EXERCISE MATERIALS:
....

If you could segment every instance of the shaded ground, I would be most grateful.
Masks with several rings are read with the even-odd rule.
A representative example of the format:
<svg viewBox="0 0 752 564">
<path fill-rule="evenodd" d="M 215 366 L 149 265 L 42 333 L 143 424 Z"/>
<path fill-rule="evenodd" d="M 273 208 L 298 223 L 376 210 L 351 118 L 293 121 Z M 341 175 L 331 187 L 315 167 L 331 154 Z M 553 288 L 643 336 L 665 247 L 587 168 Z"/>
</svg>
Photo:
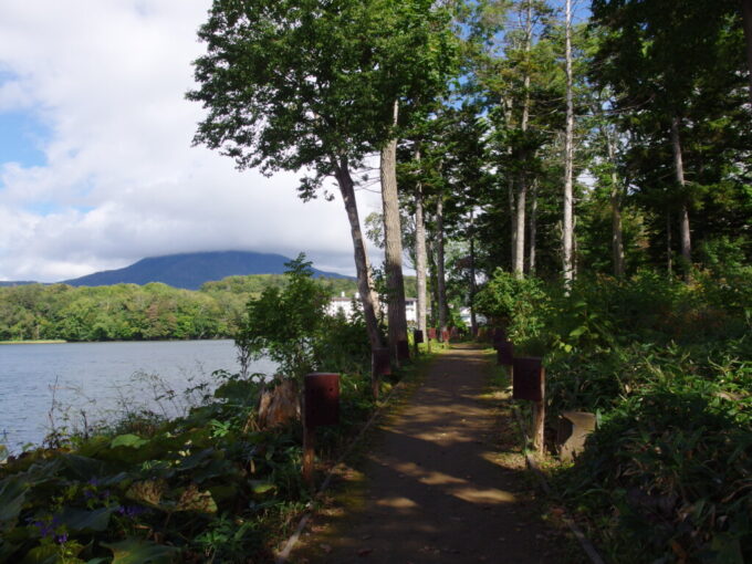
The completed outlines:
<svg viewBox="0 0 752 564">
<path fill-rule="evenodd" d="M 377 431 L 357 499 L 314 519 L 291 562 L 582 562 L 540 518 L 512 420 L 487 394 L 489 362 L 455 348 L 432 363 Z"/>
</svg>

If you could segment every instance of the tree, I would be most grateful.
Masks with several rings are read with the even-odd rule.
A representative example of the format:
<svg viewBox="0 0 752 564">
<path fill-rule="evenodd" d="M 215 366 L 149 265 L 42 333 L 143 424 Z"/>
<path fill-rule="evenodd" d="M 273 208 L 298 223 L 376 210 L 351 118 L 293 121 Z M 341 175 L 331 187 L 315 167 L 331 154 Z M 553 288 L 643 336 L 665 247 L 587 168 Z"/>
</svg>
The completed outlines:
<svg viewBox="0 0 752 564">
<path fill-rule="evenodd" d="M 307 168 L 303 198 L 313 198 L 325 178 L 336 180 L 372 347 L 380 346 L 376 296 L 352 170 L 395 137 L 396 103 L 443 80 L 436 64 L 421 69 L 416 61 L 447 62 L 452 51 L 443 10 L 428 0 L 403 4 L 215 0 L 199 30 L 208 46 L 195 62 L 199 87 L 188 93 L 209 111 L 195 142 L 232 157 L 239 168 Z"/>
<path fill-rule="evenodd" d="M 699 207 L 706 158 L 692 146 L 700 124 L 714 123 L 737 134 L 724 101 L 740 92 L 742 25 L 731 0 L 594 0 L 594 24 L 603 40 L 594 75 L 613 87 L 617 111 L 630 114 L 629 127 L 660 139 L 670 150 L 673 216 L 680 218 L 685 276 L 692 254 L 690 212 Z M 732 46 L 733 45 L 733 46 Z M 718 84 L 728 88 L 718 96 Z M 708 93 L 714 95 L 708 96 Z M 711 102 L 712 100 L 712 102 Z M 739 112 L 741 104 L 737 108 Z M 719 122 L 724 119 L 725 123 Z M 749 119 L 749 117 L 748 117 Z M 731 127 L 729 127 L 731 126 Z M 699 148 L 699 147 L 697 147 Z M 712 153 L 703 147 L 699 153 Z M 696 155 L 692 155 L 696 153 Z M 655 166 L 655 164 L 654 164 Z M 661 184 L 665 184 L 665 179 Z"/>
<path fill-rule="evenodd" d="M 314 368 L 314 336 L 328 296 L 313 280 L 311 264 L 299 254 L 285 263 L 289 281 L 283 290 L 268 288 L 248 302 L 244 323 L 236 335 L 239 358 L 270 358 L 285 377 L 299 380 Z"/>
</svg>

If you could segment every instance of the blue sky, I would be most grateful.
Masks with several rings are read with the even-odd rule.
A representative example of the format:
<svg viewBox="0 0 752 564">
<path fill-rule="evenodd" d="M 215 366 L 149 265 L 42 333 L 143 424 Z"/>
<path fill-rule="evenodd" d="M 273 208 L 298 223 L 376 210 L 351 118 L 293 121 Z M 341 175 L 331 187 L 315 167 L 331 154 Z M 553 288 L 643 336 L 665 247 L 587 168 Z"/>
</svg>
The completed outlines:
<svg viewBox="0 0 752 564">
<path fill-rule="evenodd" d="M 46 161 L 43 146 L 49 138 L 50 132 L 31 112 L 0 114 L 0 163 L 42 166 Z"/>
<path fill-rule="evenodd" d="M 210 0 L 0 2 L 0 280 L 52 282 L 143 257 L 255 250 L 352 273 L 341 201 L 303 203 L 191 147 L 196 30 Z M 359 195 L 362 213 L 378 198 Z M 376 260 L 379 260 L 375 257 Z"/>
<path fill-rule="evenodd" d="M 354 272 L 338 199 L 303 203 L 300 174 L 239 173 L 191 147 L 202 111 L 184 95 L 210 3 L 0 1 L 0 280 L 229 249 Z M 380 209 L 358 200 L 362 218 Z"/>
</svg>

....

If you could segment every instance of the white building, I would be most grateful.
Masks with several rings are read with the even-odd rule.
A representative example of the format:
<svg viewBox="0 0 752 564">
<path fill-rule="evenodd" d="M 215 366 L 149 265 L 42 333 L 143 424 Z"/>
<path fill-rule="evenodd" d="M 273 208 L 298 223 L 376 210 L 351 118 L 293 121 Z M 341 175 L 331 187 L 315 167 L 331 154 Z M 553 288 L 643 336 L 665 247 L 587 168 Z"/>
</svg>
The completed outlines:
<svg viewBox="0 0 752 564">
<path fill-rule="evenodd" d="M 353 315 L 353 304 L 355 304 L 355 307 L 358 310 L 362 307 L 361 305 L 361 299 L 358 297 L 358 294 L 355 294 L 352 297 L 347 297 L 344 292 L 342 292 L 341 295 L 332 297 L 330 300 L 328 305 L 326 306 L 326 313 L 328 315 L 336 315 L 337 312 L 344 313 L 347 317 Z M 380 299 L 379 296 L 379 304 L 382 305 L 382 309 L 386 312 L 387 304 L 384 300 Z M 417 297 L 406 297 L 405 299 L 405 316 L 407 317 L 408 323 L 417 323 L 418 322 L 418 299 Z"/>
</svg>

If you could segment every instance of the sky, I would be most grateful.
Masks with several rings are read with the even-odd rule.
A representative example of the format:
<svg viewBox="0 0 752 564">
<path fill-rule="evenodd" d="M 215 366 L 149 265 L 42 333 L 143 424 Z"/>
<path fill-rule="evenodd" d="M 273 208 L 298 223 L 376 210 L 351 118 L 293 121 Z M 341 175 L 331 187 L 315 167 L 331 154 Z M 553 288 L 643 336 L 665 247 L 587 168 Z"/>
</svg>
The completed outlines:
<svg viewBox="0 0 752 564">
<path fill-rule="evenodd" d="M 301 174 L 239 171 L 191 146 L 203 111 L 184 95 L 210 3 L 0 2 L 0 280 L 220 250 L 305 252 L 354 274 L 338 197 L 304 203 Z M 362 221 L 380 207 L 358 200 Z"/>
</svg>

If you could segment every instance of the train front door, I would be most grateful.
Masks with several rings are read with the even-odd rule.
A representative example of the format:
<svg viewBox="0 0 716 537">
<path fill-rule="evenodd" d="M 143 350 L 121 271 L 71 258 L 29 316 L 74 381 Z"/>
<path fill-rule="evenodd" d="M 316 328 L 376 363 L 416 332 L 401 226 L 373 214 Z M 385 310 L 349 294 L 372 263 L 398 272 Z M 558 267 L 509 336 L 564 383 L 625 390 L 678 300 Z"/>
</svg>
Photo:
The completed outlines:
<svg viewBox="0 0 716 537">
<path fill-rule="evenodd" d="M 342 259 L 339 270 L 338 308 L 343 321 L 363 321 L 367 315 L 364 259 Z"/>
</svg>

....

Quote the data between the lines holding "If you could segment every instance of the blue" and "46 161 L 43", inclusive, reproducing them exactly.

SOLUTION:
If you could segment every instance of the blue sky, I would be most grateful.
Masks with several rings are read with the even-odd rule.
A representative example of the format:
<svg viewBox="0 0 752 564">
<path fill-rule="evenodd" d="M 215 366 L 149 265 L 42 333 L 143 424 Z"/>
<path fill-rule="evenodd" d="M 273 208 L 298 223 L 376 210 L 351 118 L 293 121 Z M 341 175 L 331 187 L 315 167 L 331 154 Z M 553 288 L 643 336 L 665 247 L 587 168 Z"/>
</svg>
The completed outlines:
<svg viewBox="0 0 752 564">
<path fill-rule="evenodd" d="M 46 161 L 43 146 L 49 138 L 50 132 L 31 112 L 0 114 L 0 163 L 42 166 Z"/>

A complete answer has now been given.